Extrait du document:
◇ ◇ ◇ ◇ ◇ ◇ ◇

LIVRE : Eden Springs de Laura Kasischke - 2010
Au tout début du XXème siècle, un gusse un peu allumé se prétend tout à coup nouveau prophète, et parvient grâce à son charisme à attirer dans son délire moult disciples et force donzelles quasi-mineures. Le succès est tel qu'il parvient peu à peu à monter une ville (Eden Springs), constituée de villas grand crin, d'un parc d'attraction, et de jardins verdoyants. Mais peu à peu le délire part en vrille, et un cadavre un peu gênant vient fissurer la belle façade. Cette histoire vraie (photos à l'appui) semble idéale pour la scrutatrice des tares américaines qui se planquent sous le vernis de la bien-pensance qu'est Laura Kasischke. Première fois pourtant qu'elle s'attaque au documentaire, en tout cas qu'elle s'appuie sur des faits réels (avec toujours la caution très américaine destinée à lui épargner les procès : "cette oeuvre est une recréation fictionnelle", blablabla).

◇ ◇ ◇ ◇ ◇ ◇ ◇

Jeu de données:
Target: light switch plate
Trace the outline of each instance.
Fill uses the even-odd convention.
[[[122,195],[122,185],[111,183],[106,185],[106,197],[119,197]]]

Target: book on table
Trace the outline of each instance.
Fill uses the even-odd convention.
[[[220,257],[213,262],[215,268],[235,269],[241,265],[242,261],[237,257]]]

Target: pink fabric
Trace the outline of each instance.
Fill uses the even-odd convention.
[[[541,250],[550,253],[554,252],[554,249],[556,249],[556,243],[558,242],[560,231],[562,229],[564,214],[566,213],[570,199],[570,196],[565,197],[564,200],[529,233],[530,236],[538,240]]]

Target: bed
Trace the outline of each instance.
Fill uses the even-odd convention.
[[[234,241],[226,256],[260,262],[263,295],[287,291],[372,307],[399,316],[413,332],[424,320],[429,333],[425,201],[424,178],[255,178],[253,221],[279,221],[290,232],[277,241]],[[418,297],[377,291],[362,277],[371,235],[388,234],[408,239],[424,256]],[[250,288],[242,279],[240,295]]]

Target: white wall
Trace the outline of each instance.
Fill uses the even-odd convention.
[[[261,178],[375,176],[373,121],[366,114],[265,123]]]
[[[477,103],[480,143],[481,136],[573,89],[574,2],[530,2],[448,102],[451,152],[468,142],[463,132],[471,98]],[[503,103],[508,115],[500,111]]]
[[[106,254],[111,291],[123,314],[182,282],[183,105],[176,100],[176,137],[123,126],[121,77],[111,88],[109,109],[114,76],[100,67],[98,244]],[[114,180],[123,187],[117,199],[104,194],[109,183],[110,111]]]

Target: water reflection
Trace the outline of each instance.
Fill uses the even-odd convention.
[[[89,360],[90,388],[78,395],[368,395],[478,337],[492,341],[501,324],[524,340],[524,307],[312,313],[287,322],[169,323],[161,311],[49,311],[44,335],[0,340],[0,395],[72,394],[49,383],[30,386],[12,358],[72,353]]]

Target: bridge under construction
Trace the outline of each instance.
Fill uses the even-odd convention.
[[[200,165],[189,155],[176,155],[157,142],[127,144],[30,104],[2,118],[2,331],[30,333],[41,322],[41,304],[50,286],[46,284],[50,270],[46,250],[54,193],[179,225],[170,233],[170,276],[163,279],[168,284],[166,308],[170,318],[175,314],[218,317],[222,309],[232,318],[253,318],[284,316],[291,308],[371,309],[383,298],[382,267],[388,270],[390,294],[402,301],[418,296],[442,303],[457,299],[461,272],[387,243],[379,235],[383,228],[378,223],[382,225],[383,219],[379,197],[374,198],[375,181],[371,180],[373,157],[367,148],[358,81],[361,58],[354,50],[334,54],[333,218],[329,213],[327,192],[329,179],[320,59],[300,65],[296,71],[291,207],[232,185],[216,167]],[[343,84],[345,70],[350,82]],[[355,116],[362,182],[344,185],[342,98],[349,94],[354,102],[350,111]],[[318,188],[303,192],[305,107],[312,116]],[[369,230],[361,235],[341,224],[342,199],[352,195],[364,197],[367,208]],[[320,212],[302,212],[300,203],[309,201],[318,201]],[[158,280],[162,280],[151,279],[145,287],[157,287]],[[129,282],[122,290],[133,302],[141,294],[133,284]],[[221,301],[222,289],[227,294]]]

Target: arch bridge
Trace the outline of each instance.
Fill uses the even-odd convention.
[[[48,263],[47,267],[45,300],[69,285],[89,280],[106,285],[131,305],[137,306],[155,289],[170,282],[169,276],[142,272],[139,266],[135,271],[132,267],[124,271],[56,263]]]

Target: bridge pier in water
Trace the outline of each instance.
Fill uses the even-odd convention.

◇ ◇ ◇ ◇ ◇ ◇ ◇

Actions requises:
- 1) Modifiez le listing en réécrivant les lignes qui vont de celle contenant "Target: bridge pier in water" jusqu'à la fin du listing, toutes deux incluses : remplacez "instance" par "occurrence" sans rien changer d'autre.
- 2) Prolongez la critique du livre Eden Springs à la suite de sa dernière phrase.
Le texte et le listing constituent deux sources distinctes.

Résultats par tâche:
- 1)
Target: bridge pier in water
Trace the outline of each occurrence.
Fill uses the even-odd convention.

- 2)
C'est un peu là que le bât blesse : cette histoire de secte n'est pas captivante, pas vraiment extraordinaire. Elle n'est qu'une parmi mille autres, et si le fond de la trame est bien triste, on n'assiste ici qu'à la naissance, l'avènement puis la chute d'un groupement sectaire comme les autres. Ce Benjamin Purnell, que Kasischke a bien du mal à incarner réellement, est un gourou banal, qui se sert de son bagout pour séduire son auditoire et qui s'appuie sur les peurs sociales pour construire son empire de papier, bon ; mais on se dit que Kasischke aurait pu aussi bien raconter la vie de n'importe quelle communauté religieuse à la con. Manque de puissance dans la trame de toute évidence : il y a du coup dix fois plus de tension dans ses romans que dans ce "documentaire". La dame ne parvient pas à faire exister les personnages, et le contexte social est à peine effleuré. La faute sûrement à la brièveté de ce livre, qui passe comme un soupir et ne laisse aucune trace, là où on aurait pu attendre que Kasischke empoigne son sujet et en livre une lecture profonde.
Ceci dit, et puisqu'on a affaire ici à une grande auteur, il y a quand même de quoi se satisfaire là-dedans en attendant le prochain grand roman. Les choix de points de vue, par exemple, sont intéressants : en courts chapitres, le livre donne la parole aux femmes qui entourent Purnell, depuis cette prof intello qui se laisse entraîner dans son sillage et devient son bras droit jusqu'à la jeune convertie qui le trahira, depuis sa victime sacrificielle jusqu'à ses fans énamourées. A chaque fois, Kasischke sait varier son style, épaissir quelques personnalités. D'autre part, ça fait du bien de retrouver dans ce livre un peu anecdotique tout ce qui fait le charme de l'écriture de la dame. Les thèmes qui lui sont chers sont là, notamment ce que je qualifierais de "sexualité moite", les corps ramenant toujours les êtres à leurs bas instincts alors qu'ils aspirent à la grandeur, et étant toujours synonymes d'asservissement féminin. Le sexe est de toute façon le moteur de tout dans cette histoire, à la fois pernicieux et renvoyant à un éden perdu. Tout Kasischke, quoi, mais comme atténué par le sujet, un peu étouffé. A noter, pour finir, une postface tout à fait pertinente de Lola Lafon...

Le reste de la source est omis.